*** Block opens ***

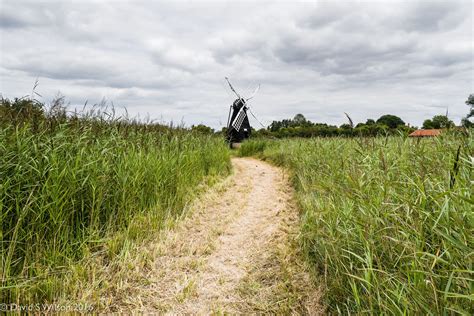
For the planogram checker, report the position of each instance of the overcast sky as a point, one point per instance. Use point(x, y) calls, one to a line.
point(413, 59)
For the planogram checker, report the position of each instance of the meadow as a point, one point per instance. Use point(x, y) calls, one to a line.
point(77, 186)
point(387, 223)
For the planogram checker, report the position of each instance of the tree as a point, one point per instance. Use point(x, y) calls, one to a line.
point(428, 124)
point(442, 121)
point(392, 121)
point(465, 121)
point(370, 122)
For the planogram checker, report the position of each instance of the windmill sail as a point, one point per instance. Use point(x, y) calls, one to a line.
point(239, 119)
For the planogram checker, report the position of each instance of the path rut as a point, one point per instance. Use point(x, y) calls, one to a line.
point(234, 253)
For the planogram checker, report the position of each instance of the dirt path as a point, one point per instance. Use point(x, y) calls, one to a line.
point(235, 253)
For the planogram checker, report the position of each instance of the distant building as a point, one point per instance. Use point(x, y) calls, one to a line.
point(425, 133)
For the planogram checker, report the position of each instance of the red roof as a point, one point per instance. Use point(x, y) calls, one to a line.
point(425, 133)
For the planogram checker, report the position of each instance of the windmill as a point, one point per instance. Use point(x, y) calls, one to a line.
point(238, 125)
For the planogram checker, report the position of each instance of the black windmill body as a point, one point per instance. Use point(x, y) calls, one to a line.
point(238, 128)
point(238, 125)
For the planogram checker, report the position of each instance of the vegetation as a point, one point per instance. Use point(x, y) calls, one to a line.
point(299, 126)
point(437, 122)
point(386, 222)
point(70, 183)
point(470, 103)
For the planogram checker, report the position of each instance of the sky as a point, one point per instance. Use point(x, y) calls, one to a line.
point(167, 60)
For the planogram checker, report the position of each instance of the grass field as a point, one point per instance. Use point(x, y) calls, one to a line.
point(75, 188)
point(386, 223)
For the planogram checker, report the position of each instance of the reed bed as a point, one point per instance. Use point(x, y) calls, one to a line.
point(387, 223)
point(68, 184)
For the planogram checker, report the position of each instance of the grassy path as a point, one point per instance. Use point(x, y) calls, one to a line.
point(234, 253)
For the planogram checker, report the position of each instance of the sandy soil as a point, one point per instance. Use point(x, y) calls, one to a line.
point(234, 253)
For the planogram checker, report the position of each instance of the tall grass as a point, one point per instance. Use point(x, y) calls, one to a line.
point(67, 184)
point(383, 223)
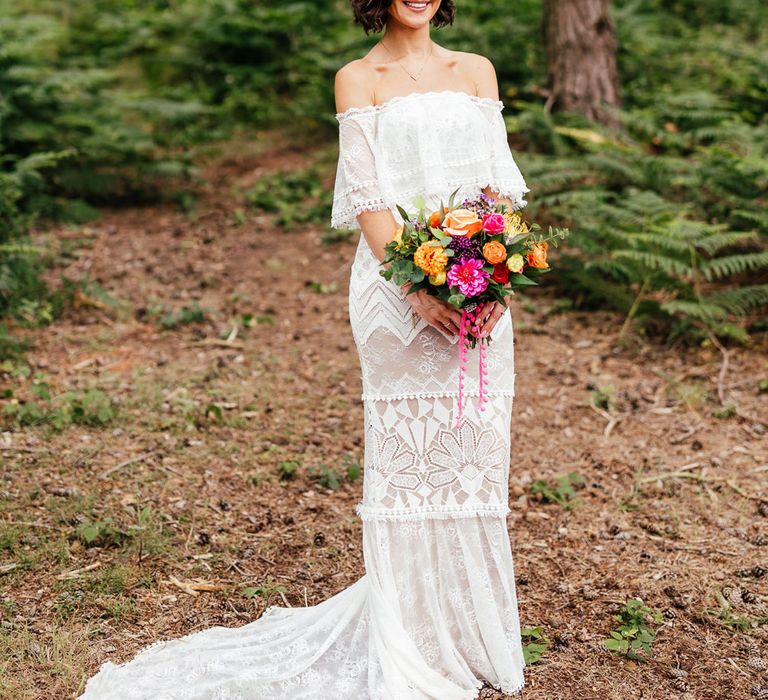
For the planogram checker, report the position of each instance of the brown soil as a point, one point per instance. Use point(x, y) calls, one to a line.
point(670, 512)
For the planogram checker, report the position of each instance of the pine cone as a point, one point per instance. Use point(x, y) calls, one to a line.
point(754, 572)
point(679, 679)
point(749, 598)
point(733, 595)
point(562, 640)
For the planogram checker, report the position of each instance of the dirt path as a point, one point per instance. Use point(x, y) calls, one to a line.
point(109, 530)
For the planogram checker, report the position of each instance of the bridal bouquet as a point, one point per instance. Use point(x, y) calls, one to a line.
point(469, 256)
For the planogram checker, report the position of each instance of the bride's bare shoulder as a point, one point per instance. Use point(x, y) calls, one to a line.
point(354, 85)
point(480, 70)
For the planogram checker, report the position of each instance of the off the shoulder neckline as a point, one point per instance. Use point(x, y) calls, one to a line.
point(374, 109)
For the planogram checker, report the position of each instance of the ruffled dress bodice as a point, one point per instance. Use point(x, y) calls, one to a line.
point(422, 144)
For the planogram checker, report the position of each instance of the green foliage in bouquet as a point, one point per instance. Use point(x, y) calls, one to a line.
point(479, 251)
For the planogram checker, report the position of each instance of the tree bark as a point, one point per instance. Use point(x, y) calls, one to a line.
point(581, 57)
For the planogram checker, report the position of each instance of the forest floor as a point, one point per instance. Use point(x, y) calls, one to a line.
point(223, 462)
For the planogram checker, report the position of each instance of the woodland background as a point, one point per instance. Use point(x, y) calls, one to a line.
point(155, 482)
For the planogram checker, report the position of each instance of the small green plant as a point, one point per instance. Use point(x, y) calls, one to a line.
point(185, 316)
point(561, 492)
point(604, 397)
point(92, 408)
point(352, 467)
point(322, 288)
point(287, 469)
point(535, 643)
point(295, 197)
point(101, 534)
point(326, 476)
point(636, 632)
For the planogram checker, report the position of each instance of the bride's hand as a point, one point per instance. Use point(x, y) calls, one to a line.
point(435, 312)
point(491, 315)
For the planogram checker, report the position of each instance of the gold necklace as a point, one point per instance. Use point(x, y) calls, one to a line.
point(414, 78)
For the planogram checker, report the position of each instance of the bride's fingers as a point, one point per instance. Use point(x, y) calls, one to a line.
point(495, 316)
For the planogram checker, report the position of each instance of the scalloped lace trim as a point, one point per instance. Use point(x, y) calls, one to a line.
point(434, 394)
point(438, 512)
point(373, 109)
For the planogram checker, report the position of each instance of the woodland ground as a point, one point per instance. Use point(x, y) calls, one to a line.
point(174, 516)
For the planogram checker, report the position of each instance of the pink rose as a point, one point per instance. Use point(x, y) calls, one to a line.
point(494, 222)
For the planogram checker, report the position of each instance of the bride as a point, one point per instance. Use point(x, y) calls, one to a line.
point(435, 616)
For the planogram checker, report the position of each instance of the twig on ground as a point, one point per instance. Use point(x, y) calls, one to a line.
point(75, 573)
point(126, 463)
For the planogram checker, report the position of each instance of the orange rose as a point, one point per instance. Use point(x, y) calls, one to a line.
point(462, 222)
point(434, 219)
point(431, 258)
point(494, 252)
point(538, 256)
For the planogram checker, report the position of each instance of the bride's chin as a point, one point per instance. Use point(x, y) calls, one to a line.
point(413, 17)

*** Block closes ***
*** Block opens ***

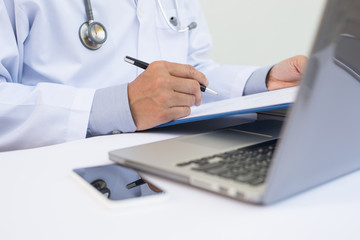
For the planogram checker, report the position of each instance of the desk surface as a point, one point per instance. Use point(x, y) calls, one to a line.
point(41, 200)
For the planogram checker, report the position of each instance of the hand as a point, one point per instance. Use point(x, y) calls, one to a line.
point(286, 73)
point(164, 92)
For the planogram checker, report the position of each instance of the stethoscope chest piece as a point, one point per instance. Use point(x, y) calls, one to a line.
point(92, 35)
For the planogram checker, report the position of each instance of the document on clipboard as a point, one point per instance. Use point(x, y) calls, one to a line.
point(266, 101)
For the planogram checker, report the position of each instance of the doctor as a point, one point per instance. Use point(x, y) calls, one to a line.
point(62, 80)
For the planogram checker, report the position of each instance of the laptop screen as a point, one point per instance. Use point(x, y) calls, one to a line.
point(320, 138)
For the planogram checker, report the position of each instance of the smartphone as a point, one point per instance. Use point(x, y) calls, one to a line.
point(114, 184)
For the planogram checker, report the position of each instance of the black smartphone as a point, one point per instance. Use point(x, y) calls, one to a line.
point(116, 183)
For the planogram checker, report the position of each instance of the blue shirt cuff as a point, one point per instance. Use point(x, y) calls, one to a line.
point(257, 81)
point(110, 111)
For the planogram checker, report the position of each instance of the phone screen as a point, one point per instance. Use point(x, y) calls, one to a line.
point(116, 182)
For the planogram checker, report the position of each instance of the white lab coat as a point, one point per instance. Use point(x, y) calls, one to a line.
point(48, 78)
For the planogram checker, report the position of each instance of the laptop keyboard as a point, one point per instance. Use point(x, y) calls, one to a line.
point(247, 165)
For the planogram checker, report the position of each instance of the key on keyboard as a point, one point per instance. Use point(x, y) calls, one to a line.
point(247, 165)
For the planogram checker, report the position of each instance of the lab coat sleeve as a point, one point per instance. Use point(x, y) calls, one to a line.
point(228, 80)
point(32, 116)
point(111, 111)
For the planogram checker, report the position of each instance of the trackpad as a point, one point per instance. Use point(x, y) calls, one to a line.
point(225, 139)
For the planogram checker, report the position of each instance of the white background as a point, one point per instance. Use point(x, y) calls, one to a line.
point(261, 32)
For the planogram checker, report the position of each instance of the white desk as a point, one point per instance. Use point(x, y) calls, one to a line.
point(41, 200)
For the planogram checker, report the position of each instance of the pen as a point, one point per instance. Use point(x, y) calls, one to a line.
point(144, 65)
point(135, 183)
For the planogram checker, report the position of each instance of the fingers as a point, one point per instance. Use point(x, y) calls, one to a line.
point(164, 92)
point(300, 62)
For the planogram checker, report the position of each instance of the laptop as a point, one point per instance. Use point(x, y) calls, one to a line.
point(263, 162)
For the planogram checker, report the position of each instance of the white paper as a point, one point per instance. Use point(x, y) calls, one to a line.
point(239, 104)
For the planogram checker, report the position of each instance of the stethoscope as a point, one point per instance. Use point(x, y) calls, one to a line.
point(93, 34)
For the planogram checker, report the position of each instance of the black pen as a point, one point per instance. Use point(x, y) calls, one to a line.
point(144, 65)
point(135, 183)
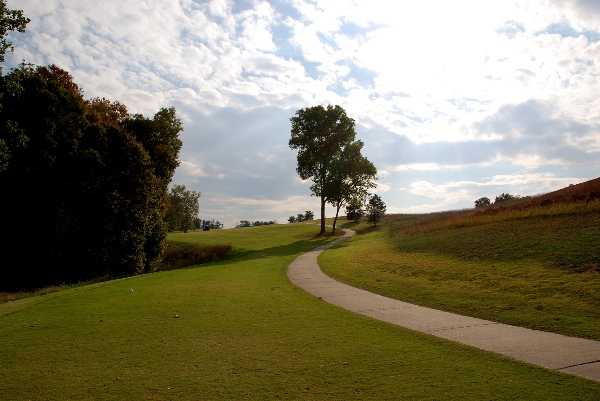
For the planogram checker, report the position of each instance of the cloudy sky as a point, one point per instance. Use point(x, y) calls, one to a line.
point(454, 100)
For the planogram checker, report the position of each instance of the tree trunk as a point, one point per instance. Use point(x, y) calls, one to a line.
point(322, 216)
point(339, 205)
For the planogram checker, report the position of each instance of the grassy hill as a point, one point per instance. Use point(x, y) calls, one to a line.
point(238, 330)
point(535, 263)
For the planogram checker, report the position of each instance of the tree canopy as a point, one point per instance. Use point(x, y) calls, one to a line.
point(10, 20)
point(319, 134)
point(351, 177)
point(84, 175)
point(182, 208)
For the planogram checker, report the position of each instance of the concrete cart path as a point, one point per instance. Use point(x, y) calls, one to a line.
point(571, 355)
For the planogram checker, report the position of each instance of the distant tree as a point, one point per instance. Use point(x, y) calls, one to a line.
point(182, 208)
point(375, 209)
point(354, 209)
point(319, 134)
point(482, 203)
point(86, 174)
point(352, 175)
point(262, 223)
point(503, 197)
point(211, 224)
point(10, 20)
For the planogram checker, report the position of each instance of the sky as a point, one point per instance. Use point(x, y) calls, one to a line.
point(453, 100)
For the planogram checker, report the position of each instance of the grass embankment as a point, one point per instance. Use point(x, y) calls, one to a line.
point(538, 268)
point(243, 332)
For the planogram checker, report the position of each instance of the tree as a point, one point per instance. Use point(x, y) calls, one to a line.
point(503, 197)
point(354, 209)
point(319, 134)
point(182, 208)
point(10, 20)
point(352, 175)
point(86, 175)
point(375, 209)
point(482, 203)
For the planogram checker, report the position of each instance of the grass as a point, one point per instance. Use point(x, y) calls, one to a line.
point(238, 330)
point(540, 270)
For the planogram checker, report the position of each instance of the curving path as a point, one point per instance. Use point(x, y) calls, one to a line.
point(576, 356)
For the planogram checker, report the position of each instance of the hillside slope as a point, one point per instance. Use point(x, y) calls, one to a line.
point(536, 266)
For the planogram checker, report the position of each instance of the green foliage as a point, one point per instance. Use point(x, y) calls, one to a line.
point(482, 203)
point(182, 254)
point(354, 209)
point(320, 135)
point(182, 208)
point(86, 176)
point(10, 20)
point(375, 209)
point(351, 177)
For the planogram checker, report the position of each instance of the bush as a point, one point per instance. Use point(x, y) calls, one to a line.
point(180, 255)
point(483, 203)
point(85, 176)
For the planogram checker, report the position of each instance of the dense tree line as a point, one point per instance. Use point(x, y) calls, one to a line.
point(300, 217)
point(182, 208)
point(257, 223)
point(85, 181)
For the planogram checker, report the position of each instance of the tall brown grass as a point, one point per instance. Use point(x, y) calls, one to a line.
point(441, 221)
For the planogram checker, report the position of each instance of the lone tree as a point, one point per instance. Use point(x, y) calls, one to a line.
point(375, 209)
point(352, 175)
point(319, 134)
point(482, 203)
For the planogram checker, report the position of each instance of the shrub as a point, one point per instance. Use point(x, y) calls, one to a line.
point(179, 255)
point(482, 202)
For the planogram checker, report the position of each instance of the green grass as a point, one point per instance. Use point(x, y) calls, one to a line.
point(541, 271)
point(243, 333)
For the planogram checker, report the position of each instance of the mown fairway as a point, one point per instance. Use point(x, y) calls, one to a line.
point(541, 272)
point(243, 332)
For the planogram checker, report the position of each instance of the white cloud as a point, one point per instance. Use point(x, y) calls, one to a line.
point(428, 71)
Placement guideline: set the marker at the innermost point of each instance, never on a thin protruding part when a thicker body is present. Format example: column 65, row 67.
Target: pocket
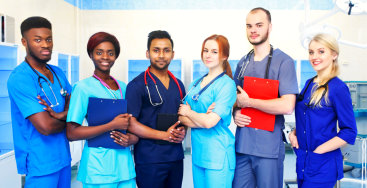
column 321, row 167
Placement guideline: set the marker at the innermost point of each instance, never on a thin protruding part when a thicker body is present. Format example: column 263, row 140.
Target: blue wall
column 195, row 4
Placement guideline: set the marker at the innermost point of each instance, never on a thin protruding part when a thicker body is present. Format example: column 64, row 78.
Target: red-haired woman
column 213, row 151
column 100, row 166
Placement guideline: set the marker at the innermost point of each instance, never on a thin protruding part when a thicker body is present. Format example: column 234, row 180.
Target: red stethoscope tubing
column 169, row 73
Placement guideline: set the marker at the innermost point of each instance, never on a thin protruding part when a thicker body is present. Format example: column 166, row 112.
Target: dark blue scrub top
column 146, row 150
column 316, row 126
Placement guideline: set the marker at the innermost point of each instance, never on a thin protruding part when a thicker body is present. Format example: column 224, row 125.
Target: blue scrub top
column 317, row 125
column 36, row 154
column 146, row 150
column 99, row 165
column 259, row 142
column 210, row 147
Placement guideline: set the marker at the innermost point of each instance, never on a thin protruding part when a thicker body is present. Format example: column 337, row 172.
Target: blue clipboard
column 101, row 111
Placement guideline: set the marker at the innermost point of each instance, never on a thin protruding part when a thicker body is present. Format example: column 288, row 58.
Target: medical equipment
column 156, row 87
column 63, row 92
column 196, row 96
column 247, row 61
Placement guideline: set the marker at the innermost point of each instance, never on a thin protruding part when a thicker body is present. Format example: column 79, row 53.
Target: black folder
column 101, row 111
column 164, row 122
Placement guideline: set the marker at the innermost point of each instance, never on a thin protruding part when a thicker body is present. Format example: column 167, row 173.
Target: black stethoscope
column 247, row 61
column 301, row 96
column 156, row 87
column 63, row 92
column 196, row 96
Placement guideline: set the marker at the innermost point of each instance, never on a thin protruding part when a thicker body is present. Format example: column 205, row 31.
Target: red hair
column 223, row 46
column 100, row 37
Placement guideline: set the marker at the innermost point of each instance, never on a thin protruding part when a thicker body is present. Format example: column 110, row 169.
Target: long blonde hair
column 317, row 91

*** Block closes ***
*** Block opens ***

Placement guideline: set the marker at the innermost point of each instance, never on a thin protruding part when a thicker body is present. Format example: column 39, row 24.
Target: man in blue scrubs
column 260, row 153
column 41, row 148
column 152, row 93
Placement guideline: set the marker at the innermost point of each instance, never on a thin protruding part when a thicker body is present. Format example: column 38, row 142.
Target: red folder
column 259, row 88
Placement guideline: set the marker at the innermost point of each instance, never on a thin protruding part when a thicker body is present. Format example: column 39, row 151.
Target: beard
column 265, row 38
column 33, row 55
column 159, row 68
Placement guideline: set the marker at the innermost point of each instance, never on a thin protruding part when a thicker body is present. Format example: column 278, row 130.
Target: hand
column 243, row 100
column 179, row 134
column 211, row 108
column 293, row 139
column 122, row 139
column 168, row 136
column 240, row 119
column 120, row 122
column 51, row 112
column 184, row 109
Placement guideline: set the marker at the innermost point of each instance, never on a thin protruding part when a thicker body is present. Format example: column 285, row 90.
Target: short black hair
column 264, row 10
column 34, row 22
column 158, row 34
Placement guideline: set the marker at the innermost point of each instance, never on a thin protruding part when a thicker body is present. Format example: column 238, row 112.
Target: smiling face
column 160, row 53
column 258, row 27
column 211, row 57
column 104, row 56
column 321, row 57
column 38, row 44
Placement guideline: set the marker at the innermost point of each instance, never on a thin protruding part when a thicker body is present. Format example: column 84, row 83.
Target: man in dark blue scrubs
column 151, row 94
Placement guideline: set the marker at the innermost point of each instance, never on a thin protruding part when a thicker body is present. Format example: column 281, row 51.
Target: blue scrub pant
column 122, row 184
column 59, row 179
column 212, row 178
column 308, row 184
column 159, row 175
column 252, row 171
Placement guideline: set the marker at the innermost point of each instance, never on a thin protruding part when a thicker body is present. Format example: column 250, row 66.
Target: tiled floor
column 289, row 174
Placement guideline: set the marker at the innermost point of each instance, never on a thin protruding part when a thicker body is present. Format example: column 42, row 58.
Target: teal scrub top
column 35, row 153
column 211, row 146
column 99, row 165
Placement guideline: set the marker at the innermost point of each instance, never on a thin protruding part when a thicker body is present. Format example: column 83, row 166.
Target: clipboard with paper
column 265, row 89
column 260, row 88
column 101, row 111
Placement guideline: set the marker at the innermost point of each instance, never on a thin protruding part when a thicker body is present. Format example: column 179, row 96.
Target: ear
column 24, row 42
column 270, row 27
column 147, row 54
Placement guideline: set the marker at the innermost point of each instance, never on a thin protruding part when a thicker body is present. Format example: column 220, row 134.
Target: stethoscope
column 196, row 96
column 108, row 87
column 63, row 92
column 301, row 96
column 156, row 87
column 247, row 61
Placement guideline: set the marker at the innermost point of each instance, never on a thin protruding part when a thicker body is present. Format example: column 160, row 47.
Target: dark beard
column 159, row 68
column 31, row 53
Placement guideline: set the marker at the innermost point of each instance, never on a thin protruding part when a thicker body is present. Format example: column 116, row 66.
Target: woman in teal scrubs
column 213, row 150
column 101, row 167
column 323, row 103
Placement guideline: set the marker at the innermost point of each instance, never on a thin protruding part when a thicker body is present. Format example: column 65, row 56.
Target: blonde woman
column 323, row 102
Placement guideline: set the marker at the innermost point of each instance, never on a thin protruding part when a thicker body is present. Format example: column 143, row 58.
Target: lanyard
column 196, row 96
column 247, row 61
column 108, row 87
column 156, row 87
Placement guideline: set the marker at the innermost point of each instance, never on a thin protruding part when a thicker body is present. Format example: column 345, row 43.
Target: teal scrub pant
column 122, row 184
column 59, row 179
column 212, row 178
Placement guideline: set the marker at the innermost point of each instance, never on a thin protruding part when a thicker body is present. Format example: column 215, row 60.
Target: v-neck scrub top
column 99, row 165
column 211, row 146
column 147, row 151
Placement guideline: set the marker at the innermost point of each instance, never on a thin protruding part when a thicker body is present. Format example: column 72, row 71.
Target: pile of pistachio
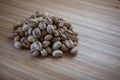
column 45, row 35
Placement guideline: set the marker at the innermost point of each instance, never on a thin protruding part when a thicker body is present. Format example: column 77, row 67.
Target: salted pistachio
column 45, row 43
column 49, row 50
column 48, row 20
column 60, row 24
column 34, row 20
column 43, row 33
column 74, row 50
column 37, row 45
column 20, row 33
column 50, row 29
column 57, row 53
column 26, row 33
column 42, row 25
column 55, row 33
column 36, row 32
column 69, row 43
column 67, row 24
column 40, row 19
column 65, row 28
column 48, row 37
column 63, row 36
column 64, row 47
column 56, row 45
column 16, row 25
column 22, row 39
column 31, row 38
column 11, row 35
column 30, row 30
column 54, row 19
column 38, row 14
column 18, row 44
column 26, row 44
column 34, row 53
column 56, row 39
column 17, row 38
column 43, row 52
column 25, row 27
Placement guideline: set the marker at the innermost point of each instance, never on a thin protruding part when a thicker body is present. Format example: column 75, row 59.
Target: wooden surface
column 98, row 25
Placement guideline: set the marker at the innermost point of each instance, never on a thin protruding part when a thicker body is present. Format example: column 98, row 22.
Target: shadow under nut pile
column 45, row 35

*** Block closes ***

DESCRIPTION OF THE TASK:
Begin at the line that has "Target: blue wall" in the entries above; stop after the line that has "337, row 172.". Transcribe exactly those lines and no others.

YOUR SOLUTION:
Target: blue wall
column 195, row 4
Placement guideline: set the marker at the innermost point of each instance, never on a thin protruding part when a thicker body is present. Format example: column 64, row 78.
Target: red-haired woman
column 213, row 151
column 100, row 166
Placement guideline: set the marker at the innermost point of each instance, never on a thin protruding part when a thicker body is present. Format example: column 234, row 180.
Target: red stethoscope tubing
column 169, row 73
Placement guideline: set the marker at the innermost point of each instance, never on a thin protruding part when a thicker body is present. Format example: column 166, row 112.
Target: dark blue scrub top
column 146, row 150
column 316, row 126
Placement guideline: set the marker at the innermost point of each instance, never on a thin protruding part when a thicker body is present. Format example: column 224, row 125.
Target: blue scrub top
column 317, row 125
column 36, row 154
column 146, row 150
column 99, row 165
column 259, row 142
column 210, row 147
Placement guideline: set the marker at the innermost point of each instance, never on a thin protruding part when a thicker body is present. Format example: column 337, row 172.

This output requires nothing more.